> EXERCISE TASKS
(a) In the financial report excerpt, what total management fees did the Adviser earn for the three month period ended June 30, 1995?
(b) Rework the stretch of the financial report excerpt from "4. Related Party" through "a management fee.", swapping "reimbursements" for "payments".

> READING PASSAGE
----
4. Related Party Transactions
Included in general and administrative expenses for three months ended June
30, 1995 and 1994 is $18,000 and $17,000, respectively, representing
reimbursements to an affiliate of the Managing General Partner for providing
certain financial, accounting and investor communication services to the
Partnership.
Also included in general and administrative expenses for the three months
ended June 30, 1995 and 1994 is $200 and $900, respectively, representing
fees earned by Mitchell Hutchins Institutional Investors, Inc. for managing
the Partnership's cash assets.
The Adviser earned management fees totalling $16,000 for the three month
period ended June 30, 1995. As a result of the commencement of regular
quarterly distributions effective for the second quarter of fiscal 1995 the
Adviser began earning a management fee.
5. Contingencies
The Partnership is involved in certain legal actions. The Managing General
Partner believes these actions will be resolved without material adverse
effect on the Partnership's financial statements, taken as a whole.
PAINE WEBBER GROWTH PROPERTIES TWO LP
MANAGEMENT'S DISCUSSION AND ANALYSIS
OF FINANCIAL CONDITION AND RESULTS OF OPERATIONS
LIQUIDITY AND CAPITAL RESOURCES
As discussed further in the Annual Report, management is currently in the
process of using the excess cash reserves from the December 1993 Portland Center
HUD loan refinancing to complete a major renovation program at the Portland
Center property, which includes upgrades to the common areas and many individual
units. The property's individual apartment units are being upgraded on a
turnover basis. As part of an effort to accelerate the pace of the unit
upgrades, management implemented a program of rental rate increases aimed at
increasing tenant turnover. Management expects to be able to lease the
renovated units quickly at substantial rate increases. Approximately 28% of the
property's total units have been upgraded to date and rental rate increases
averaging 14% have been achieved on these units. The capital improvement
program will continue throughout calendar year 1995. The joint venture
anticipates spending approximately $594,000 during calendar 1995 on capital
improvements, of which approximately $246,000 is expected to be reimbursed from
HUD replacement reserves. The remainder will be funded from operating cash flow
of the Portland Center property. During fiscal 1995, management learned that
the City of Portland is currently proposing the development of a light rail
system that may result in a rail line extension along the street in front of the
Portland Center Apartments. As a result, the Partnership, through the on-site
management team, is attempting to organize a coalition of interested property
owners to secure a line extension decision and to suggest design alternatives
that would have the most beneficial impact to Portland Center and the
surrounding area.
----
> EXCERPTED DATA
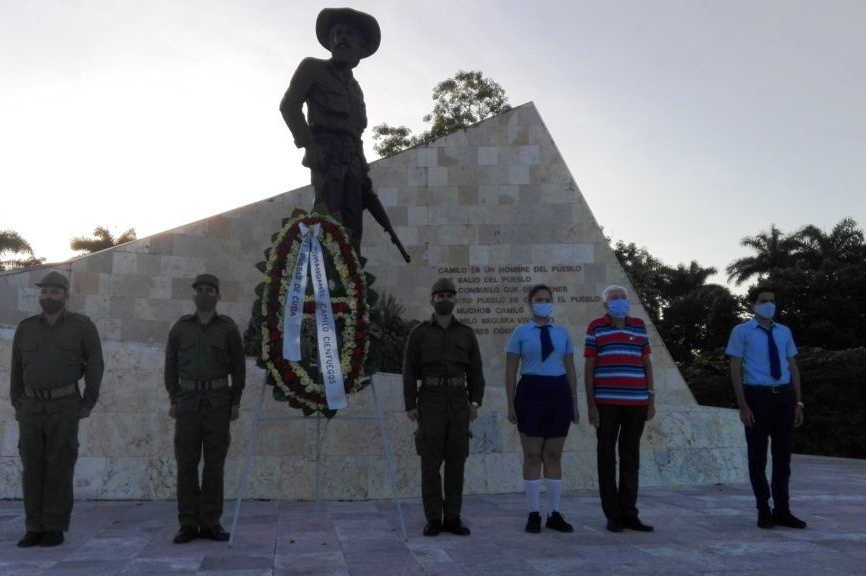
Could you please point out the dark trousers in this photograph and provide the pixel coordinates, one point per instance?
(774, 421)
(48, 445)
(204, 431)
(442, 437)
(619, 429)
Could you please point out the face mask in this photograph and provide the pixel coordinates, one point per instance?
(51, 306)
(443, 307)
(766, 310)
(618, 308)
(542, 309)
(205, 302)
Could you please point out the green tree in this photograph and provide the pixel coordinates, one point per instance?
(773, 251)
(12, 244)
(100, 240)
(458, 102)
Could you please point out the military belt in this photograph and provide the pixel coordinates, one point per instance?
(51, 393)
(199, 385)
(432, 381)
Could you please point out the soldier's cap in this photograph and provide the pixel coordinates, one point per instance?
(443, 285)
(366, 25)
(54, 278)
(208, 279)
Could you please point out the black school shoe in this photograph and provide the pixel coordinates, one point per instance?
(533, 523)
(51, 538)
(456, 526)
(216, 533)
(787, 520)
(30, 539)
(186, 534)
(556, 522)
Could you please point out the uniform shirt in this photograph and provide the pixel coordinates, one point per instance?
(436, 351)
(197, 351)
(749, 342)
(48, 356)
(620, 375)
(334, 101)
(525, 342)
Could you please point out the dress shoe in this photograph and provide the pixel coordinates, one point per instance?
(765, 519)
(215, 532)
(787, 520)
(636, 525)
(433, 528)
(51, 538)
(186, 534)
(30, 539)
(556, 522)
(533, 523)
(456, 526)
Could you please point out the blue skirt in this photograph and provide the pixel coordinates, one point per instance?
----
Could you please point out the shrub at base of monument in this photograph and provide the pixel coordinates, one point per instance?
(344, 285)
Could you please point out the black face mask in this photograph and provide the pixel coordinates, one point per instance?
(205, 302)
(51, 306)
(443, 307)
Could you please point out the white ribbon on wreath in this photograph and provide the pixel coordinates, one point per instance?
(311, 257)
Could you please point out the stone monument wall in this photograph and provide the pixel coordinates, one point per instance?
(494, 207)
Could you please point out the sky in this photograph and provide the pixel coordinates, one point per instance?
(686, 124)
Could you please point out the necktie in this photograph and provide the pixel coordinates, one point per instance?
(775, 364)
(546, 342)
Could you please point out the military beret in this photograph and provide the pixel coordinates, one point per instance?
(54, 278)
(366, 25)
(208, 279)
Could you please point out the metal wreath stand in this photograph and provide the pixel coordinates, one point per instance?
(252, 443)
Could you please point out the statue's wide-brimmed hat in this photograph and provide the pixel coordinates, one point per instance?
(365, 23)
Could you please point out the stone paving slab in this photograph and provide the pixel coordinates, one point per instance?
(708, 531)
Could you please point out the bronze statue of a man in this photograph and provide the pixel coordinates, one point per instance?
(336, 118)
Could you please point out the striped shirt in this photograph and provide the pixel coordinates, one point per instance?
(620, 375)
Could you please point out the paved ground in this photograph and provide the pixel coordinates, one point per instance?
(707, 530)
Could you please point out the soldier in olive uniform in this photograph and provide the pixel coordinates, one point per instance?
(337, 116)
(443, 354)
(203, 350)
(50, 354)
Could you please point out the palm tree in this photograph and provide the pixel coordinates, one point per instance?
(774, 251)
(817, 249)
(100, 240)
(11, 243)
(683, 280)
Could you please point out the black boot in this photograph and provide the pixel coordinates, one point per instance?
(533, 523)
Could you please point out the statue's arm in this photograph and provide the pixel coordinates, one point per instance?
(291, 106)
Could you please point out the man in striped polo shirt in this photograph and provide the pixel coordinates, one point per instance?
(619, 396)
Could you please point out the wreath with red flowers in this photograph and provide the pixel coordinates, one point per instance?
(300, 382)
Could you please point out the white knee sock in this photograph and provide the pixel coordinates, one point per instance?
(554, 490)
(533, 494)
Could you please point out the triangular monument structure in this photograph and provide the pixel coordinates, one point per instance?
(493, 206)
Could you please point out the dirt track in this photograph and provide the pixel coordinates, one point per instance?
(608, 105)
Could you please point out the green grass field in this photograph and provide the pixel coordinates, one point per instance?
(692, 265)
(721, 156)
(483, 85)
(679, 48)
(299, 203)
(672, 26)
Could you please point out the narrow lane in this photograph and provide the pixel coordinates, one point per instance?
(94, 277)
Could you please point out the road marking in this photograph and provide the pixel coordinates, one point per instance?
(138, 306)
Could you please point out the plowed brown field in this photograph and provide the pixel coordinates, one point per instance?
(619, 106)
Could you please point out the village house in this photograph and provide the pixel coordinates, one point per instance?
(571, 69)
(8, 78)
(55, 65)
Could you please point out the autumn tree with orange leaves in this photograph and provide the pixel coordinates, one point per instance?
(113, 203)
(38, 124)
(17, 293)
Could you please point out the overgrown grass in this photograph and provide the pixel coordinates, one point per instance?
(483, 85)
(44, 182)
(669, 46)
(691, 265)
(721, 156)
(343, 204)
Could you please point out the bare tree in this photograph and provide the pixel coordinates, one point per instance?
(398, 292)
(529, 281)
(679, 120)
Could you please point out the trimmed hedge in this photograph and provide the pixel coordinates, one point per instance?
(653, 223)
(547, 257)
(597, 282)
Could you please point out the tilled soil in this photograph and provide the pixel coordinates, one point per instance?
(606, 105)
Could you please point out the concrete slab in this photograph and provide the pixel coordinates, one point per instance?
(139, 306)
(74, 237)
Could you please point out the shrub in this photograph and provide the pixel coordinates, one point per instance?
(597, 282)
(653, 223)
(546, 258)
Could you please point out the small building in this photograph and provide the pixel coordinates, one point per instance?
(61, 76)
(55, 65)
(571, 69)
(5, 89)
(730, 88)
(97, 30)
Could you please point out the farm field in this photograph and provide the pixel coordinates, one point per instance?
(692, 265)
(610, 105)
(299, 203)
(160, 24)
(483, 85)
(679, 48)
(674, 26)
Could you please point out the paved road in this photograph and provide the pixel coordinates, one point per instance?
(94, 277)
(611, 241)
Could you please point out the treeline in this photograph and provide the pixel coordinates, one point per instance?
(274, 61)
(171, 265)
----
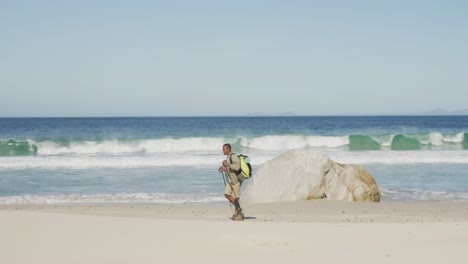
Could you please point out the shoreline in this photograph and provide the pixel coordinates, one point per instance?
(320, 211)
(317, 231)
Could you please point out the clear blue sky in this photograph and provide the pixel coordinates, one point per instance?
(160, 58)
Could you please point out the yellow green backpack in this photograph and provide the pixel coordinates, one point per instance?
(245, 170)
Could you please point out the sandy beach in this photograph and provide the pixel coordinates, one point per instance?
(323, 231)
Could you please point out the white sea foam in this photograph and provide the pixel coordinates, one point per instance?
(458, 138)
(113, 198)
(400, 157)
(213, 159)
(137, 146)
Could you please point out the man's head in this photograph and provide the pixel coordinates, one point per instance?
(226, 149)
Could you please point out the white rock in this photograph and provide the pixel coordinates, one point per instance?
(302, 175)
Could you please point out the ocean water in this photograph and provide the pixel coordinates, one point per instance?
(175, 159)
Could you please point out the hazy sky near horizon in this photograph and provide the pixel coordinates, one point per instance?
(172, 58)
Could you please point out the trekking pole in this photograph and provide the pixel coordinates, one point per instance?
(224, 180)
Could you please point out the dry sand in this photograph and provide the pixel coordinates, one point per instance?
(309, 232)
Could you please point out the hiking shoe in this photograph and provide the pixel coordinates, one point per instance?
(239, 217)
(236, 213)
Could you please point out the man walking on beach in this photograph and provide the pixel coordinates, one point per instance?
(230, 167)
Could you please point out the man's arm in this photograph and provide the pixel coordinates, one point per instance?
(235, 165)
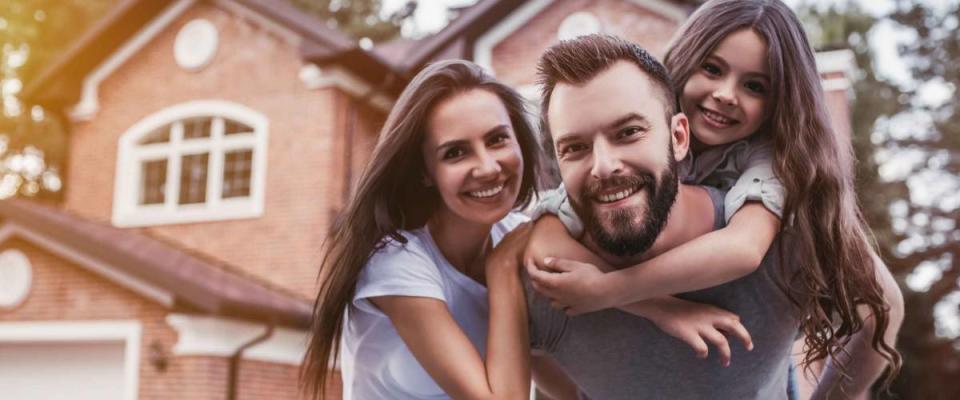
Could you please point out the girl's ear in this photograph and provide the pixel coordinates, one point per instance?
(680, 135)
----
> RESULTS OF THE EXERCISE
(a) $16,000

(b)
4. Related Party Transactions
Included in general and administrative expenses for three months ended June
30, 1995 and 1994 is $18,000 and $17,000, respectively, representing
payments to an affiliate of the Managing General Partner for providing
certain financial, accounting and investor communication services to the
Partnership.
Also included in general and administrative expenses for the three months
ended June 30, 1995 and 1994 is $200 and $900, respectively, representing
fees earned by Mitchell Hutchins Institutional Investors, Inc. for managing
the Partnership's cash assets.
The Adviser earned management fees totalling $16,000 for the three month
period ended June 30, 1995. As a result of the commencement of regular
quarterly distributions effective for the second quarter of fiscal 1995 the
Adviser began earning a management fee.